Problem to work on: Word for word, repeat the lines of the records from the one containing "Each instance receives one keypoint. Mark the fingernail" through the last line, both included.

Listing:
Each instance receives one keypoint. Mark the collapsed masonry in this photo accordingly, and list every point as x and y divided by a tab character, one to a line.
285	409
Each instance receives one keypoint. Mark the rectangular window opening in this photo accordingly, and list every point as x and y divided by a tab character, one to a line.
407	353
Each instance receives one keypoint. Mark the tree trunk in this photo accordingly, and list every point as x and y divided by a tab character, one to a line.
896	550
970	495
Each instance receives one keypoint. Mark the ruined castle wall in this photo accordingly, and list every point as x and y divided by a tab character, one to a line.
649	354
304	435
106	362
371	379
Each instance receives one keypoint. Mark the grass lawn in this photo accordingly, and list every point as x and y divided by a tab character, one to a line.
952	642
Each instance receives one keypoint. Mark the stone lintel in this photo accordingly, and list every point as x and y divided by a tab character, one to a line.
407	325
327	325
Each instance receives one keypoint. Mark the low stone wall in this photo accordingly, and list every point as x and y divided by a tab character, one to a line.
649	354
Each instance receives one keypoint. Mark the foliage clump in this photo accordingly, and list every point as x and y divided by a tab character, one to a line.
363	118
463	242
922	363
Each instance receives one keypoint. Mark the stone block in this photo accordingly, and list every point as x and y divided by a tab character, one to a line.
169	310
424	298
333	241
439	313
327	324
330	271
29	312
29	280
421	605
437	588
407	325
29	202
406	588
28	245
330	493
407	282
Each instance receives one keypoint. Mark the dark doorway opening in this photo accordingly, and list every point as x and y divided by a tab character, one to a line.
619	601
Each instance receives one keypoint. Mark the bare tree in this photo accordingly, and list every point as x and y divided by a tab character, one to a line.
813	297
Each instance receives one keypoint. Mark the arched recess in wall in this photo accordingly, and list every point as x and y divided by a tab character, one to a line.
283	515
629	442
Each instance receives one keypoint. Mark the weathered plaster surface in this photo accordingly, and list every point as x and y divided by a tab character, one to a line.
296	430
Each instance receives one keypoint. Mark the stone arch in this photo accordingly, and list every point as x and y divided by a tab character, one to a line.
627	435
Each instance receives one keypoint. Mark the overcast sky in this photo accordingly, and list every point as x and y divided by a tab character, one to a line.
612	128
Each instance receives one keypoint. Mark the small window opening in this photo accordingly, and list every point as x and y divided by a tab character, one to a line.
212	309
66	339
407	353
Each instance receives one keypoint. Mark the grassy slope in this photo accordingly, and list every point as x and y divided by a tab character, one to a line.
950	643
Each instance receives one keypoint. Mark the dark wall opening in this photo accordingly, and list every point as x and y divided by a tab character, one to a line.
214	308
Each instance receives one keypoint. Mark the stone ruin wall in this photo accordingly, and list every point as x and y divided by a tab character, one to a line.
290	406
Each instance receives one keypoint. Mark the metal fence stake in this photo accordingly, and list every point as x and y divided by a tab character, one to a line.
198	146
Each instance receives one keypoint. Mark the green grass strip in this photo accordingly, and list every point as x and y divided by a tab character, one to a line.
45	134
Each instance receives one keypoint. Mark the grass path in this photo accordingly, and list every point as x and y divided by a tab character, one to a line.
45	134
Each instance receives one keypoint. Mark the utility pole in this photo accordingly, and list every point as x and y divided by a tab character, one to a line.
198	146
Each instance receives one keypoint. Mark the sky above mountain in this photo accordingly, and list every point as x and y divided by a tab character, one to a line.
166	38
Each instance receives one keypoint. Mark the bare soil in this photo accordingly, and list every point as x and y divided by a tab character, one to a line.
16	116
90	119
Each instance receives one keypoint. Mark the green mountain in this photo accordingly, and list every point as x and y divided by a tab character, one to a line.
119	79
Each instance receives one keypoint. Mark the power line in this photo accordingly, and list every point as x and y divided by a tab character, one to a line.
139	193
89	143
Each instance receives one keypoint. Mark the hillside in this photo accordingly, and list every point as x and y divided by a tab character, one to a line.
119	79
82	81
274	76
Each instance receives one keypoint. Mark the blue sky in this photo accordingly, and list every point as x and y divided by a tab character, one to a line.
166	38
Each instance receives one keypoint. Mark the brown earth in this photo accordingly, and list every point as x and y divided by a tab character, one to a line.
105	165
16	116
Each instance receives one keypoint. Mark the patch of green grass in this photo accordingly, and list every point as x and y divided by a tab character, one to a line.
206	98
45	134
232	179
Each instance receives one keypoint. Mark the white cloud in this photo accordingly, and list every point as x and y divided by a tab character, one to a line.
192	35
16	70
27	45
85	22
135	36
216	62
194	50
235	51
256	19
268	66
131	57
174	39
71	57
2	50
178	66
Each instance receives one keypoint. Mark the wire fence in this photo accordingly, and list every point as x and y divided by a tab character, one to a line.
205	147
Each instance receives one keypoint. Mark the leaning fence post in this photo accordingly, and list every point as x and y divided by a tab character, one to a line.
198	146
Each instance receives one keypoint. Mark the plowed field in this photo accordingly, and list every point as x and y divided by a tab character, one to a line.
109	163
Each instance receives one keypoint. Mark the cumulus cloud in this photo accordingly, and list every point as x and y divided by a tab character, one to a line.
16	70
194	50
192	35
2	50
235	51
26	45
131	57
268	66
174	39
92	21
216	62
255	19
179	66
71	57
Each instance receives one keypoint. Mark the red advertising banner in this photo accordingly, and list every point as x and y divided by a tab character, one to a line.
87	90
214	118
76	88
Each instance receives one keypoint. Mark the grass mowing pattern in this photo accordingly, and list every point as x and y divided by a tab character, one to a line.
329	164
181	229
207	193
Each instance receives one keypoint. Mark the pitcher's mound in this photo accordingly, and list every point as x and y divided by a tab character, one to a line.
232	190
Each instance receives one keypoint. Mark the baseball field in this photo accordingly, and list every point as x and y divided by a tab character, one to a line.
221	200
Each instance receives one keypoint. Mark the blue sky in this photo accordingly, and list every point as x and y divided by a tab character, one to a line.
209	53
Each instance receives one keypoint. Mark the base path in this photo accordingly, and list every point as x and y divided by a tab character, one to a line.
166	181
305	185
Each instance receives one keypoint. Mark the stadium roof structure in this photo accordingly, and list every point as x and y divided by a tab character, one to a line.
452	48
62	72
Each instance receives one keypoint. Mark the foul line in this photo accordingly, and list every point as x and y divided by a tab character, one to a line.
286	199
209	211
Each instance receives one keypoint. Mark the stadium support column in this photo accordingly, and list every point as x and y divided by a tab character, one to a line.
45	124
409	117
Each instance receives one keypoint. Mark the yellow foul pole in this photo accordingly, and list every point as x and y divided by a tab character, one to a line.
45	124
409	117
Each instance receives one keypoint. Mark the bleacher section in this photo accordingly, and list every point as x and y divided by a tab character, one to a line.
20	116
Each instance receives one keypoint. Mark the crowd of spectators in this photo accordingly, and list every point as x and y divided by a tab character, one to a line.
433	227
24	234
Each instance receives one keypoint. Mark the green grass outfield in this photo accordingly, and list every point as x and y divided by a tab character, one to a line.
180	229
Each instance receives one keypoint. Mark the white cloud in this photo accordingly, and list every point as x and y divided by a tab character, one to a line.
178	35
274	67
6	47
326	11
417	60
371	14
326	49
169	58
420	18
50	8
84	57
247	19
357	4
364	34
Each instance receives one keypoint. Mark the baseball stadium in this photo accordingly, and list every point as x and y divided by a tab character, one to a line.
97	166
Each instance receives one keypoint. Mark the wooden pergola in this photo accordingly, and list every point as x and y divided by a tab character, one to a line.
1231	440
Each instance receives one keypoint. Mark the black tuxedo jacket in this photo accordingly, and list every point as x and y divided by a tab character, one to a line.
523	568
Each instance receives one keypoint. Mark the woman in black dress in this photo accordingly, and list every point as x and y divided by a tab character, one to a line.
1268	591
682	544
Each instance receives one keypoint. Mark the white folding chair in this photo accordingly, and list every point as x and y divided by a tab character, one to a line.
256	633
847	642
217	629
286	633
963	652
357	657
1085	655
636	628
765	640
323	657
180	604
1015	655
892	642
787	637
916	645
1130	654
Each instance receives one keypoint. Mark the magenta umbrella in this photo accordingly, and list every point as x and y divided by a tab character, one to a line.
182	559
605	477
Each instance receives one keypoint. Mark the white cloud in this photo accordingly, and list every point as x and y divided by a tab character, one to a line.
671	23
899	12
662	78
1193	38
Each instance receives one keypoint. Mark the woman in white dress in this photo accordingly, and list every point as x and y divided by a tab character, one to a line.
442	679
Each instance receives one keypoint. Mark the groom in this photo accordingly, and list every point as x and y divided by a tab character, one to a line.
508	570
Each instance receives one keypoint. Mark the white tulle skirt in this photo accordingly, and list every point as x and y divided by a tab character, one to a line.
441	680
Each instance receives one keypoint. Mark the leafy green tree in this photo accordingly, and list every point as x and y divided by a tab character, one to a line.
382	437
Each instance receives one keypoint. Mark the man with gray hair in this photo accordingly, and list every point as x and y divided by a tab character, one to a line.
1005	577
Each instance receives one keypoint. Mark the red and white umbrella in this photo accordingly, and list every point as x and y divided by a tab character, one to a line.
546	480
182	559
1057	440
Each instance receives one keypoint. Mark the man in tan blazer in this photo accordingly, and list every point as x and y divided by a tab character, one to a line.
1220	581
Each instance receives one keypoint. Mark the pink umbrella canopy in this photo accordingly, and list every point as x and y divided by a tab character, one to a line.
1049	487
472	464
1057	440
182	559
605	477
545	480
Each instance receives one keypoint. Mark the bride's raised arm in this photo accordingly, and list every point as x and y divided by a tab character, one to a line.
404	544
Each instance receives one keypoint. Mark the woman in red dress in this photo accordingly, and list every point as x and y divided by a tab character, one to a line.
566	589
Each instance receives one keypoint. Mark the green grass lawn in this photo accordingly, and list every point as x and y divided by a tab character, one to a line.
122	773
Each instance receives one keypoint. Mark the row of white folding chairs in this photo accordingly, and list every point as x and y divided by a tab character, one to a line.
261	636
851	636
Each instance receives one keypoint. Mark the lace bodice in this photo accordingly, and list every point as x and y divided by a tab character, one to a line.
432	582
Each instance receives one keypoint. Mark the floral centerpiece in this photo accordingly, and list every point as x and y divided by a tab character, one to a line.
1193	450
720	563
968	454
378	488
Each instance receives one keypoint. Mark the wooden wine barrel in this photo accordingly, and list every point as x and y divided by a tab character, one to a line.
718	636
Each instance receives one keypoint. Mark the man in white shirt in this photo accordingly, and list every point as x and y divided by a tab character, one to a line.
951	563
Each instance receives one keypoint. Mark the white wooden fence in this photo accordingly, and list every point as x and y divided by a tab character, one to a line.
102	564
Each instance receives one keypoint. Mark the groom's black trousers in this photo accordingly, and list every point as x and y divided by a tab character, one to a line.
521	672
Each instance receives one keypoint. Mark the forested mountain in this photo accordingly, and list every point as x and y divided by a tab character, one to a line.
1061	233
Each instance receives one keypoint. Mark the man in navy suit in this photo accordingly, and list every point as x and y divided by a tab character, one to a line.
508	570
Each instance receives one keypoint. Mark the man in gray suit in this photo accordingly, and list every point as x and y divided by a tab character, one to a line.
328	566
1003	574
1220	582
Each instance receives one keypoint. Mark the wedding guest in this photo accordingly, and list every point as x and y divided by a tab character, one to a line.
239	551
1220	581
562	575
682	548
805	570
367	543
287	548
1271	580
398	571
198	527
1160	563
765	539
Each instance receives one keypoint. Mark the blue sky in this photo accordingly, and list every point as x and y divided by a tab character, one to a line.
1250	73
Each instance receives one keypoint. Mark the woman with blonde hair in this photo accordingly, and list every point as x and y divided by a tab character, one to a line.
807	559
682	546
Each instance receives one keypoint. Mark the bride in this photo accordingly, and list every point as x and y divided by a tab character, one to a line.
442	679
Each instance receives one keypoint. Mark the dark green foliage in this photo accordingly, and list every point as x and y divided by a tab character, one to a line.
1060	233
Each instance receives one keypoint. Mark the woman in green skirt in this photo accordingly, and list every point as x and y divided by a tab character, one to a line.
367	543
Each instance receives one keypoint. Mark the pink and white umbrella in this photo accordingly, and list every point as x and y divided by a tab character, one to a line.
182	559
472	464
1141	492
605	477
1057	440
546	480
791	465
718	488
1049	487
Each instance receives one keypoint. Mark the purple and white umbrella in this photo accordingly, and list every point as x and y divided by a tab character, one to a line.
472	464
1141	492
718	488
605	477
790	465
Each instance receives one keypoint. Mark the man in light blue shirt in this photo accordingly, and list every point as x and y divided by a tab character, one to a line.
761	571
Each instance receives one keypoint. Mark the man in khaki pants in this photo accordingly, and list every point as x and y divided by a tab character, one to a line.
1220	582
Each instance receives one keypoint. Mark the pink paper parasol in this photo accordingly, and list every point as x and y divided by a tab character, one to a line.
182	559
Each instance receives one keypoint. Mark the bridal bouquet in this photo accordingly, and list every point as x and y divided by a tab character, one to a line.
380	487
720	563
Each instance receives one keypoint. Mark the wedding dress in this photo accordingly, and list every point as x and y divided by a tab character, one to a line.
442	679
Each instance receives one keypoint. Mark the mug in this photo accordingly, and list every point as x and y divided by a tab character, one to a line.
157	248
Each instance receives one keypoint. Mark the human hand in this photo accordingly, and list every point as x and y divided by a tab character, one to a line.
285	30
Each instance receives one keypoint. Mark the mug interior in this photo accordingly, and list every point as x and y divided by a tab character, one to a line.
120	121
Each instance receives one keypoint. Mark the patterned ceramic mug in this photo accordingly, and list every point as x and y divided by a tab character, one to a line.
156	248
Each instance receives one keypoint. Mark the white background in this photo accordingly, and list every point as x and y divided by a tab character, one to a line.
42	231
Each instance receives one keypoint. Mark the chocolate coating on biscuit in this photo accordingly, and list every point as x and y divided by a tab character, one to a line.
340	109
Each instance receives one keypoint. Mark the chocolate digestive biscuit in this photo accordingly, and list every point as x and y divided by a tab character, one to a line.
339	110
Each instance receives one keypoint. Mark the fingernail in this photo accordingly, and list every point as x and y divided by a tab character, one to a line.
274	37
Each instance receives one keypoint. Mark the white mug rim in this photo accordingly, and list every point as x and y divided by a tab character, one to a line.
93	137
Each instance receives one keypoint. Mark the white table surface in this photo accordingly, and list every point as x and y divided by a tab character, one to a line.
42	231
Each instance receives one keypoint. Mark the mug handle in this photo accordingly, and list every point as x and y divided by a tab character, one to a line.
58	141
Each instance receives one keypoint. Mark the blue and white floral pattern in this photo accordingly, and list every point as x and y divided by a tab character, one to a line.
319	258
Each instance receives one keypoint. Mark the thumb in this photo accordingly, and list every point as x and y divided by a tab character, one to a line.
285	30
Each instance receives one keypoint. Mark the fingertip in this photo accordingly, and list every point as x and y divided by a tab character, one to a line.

Reply:
Each instance receives one keypoint. Mark the fingernail in this photo accordingly, and list every point as x and y divided by a tab character, one to a line.
274	37
Each instance receives one keypoint. Mark the white mug rim in this photo accordingly, and list every point as x and y divided by a tab character, one to a line.
93	137
Each instance receives one keypoint. Mark the white table surface in this photo accordingly, and list every point as x and y divided by a tab character, one to a line.
42	231
Each instance receives one keypoint. Mark the mug handle in this photo accordingly, and list every point as x and y divided by a tab character, one to a line.
58	141
Each instance receives one keypoint. Mark the blue and white floral pattern in this photo accordingly, and list every point as x and y divided by a tab character, one to a line.
319	258
Each instance receives one keypoint. Mark the thumb in this photo accordingly, and list every point as x and y divided by a tab character, one to a line.
285	30
Each instance receives one keypoint. Mark the fingertip in this photo accordingly, and list every point as x and y divided by a tab character, one to a line.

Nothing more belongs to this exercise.